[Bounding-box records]
· · · ·
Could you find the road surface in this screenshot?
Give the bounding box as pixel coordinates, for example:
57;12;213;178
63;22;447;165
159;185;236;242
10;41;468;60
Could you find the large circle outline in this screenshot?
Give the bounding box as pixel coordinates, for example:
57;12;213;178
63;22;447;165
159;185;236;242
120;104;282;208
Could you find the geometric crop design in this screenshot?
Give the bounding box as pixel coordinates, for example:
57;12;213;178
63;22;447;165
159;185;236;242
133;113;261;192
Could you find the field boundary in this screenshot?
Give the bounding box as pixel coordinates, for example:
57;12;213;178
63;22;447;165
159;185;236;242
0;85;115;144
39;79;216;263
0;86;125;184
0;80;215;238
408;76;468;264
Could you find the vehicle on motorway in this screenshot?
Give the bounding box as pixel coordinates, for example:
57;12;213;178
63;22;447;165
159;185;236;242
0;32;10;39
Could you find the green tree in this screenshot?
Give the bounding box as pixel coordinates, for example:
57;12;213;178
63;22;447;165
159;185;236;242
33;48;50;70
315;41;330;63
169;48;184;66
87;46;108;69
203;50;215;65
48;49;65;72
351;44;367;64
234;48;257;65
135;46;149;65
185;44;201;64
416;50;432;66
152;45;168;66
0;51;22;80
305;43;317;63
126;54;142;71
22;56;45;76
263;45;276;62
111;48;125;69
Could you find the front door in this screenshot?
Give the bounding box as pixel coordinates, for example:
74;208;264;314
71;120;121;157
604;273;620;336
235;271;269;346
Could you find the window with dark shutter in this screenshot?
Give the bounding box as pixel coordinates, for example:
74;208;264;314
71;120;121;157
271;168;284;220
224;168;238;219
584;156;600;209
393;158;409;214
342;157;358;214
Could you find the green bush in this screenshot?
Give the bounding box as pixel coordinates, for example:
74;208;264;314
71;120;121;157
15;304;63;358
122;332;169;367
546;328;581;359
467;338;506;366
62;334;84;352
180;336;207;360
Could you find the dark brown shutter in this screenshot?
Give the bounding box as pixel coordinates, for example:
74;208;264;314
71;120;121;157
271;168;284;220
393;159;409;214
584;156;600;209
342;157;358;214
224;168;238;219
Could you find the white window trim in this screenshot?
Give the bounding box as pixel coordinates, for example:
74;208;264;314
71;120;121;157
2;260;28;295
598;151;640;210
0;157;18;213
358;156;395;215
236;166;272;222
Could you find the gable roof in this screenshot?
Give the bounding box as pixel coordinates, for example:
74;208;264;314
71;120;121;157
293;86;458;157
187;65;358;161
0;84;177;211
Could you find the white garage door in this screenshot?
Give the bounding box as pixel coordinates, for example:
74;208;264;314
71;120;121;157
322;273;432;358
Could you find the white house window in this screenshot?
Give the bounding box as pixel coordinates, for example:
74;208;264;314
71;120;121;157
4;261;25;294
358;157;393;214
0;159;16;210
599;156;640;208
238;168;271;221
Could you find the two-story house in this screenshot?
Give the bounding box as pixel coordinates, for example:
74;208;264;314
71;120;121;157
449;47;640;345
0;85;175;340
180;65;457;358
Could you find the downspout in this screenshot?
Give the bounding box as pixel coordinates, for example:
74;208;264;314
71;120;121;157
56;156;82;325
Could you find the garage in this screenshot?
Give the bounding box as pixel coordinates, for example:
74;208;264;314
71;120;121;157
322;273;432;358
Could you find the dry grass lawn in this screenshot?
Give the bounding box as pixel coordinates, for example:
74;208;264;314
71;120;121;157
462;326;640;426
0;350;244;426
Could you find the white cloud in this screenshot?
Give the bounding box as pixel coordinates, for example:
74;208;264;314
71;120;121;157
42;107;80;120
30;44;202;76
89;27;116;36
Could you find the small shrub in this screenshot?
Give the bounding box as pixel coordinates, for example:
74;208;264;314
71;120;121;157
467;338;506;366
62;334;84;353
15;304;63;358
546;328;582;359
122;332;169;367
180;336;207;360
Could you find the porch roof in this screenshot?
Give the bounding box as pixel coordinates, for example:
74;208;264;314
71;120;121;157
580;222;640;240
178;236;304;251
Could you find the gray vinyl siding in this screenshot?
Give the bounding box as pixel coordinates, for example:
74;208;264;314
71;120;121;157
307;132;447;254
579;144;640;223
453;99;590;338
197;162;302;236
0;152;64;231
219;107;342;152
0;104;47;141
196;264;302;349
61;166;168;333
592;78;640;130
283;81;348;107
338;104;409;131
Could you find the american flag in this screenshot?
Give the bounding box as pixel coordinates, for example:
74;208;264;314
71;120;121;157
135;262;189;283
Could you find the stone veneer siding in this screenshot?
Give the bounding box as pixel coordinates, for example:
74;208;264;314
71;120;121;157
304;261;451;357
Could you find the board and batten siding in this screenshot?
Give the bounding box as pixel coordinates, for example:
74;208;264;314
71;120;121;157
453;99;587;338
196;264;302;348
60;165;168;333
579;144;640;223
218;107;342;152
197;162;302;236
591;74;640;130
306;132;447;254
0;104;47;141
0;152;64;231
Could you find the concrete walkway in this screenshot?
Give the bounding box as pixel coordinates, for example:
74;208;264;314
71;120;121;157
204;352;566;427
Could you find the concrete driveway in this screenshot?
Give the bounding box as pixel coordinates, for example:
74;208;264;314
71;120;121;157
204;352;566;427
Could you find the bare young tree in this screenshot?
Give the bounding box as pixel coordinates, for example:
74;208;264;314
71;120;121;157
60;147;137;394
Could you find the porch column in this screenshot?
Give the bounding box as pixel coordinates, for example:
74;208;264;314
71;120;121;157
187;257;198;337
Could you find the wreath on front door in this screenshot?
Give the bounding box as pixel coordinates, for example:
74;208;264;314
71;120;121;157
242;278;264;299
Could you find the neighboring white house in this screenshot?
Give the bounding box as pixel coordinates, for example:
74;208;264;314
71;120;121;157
· · · ·
Duplicate every row above verbatim, one line at a time.

Could you find the road surface in this screenshot?
Give the bounding box as pixel coordinates, for example:
57;12;213;178
63;22;447;165
159;185;236;242
10;41;468;60
Could you find the large circle outline in this screenshot?
Give the bounding box as pixel coordinates, for example:
57;12;213;178
63;22;447;165
159;185;236;242
120;104;282;208
Could you find the geometric crop design in this screenshot?
Give the bounding box as pixel coordinates, for example:
57;12;213;178
63;22;447;165
159;185;236;242
133;113;261;192
Could you find the field boundary in this screenshot?
Give the bounding box as pixel coordinates, for example:
57;12;213;178
63;22;447;165
159;185;236;242
0;85;115;144
39;79;216;263
0;86;125;184
0;80;215;238
408;76;468;264
Could you find the vehicle on motorway in this screenshot?
Give the bounding box as pixel coordinates, for example:
57;12;213;178
63;22;447;165
159;185;236;242
0;32;10;39
Could you find the green tree in this screenshot?
Give the bounding box as pixel coordinates, for example:
57;12;213;178
63;22;447;165
159;185;236;242
33;48;50;70
315;41;330;63
169;48;184;66
87;46;108;69
203;50;215;65
48;49;65;72
351;44;367;64
234;48;257;65
135;46;149;65
185;44;201;64
416;50;432;66
152;45;168;66
0;51;22;80
305;43;317;63
126;54;142;71
22;56;45;76
263;45;276;62
111;48;125;69
Could you find the front door in this screenshot?
Give the bounding box as pixel coordinates, for example:
74;208;264;314
71;120;121;157
604;273;620;336
235;271;269;346
Could you find the window with dark shutter in this screenshot?
Give the bounding box as pixel coordinates, for example:
74;208;264;314
71;120;121;157
271;168;284;220
224;168;238;219
584;156;600;209
393;158;409;214
342;157;358;214
Could you find the green bush in this screenshot?
Give the bounding box as pixel coordinates, for example:
74;208;264;314
71;120;121;157
15;304;63;358
122;332;169;367
546;328;581;359
467;338;506;366
62;334;84;352
180;336;207;360
Could you find the dark brown shutter in this screenshot?
Give the bounding box as pixel coordinates, for example:
74;208;264;314
71;120;121;157
271;168;284;220
393;159;409;214
584;156;600;209
342;157;358;214
224;168;238;219
Could you find the white window trim in this screenshot?
Give the bounding box as pixel coordinates, for example:
74;208;264;314
71;120;121;157
2;260;28;295
598;151;640;210
0;157;18;213
358;156;395;215
236;166;272;222
Could you find the gable roof in this screenshot?
Give the bounding box as pixel coordinates, for example:
74;208;264;314
71;120;121;157
293;86;458;157
187;65;358;161
0;84;177;211
Could you find the white garage door in this screenshot?
Give the bounding box as pixel coordinates, for example:
74;208;264;314
71;120;121;157
322;273;432;358
Could you find the white house window in this screenshot?
Give the bounding box as pixel coordinates, for example:
74;208;264;314
71;120;121;157
4;261;25;294
358;157;393;214
0;159;16;210
599;156;640;208
238;168;271;221
Could you find the two-story house in this screenshot?
Give the bounding box as pixel coordinates, for example:
74;208;264;314
71;120;121;157
449;47;640;345
0;85;175;340
180;65;457;358
Could you find the downspout in this screenshot?
Give the bounding box as pixel coordinates, for example:
74;208;264;314
71;120;121;157
56;156;82;325
Could you find the garage in this screenshot?
Give the bounding box as pixel coordinates, for example:
74;208;264;314
71;120;121;157
322;273;432;358
Could you find the dry grass lawn in this screenshot?
Give the bounding box as pixel coordinates, for example:
74;208;264;314
71;120;121;157
462;326;640;426
0;350;244;426
Could you find the white cloud in this screenshot?
Give the bounding box as pixel coordinates, for example:
74;208;264;314
71;120;121;157
42;107;80;120
30;44;202;76
89;27;116;36
Could you find the small shrub in this screenshot?
Give the bounding box as pixel coordinates, for example:
74;208;264;314
71;120;121;157
467;338;506;366
62;334;84;353
15;304;63;358
546;328;582;359
122;332;169;367
180;336;207;360
Could you find the porch roof in this screenshot?
Give the bounding box as pixel coordinates, for example:
74;208;264;314
71;120;121;157
580;222;640;240
178;236;304;251
Could you find the gray vinyl siding in this screenshot?
Give the bounding box as pixel coordinates, for example:
74;208;264;314
71;120;121;157
307;132;447;254
579;144;640;223
453;99;590;338
197;162;302;236
0;152;64;231
219;107;342;152
0;104;47;141
196;264;302;349
61;166;168;333
592;78;640;130
283;81;348;107
338;104;409;131
Could you find the american flag in this screenshot?
Give the bounding box as pixel coordinates, for example:
74;208;264;314
71;120;121;157
135;262;189;283
Could you find the stone veneer siding in this screenshot?
Give the bounding box as pixel coordinates, for example:
74;208;264;314
71;120;121;157
304;261;451;357
Could you find the board and batten siding in this screenshot?
Give the bounding box as pixel coordinates, for example:
74;208;264;314
71;120;121;157
453;99;587;338
196;264;302;348
60;165;168;333
579;144;640;223
218;107;342;152
197;162;302;236
591;74;640;130
306;132;447;254
0;104;47;141
0;152;64;231
Could you find the concrete walkway in this screenshot?
Give the bounding box as pixel coordinates, for example:
74;208;264;314
71;120;121;157
204;352;566;427
Could you find the concrete driveway in this screenshot?
Give the bounding box as pixel coordinates, for example:
74;208;264;314
71;120;121;157
204;352;566;427
Could you find the bare young tree in this screenshot?
Give the bounding box as pixel coordinates, for example:
74;208;264;314
71;120;121;157
60;147;137;394
Could you find the porch column in this screenshot?
Give the bounding box as pixel coordinates, for example:
74;208;264;314
71;120;121;157
187;257;198;337
Could you find the wreath on front door in this screenshot?
Give the bounding box as pixel coordinates, for example:
74;208;264;314
71;120;121;157
242;278;264;299
Could you find the neighboring white house in this screenshot?
Give the bounding box as pixel coordinates, for example:
74;208;264;314
71;120;121;157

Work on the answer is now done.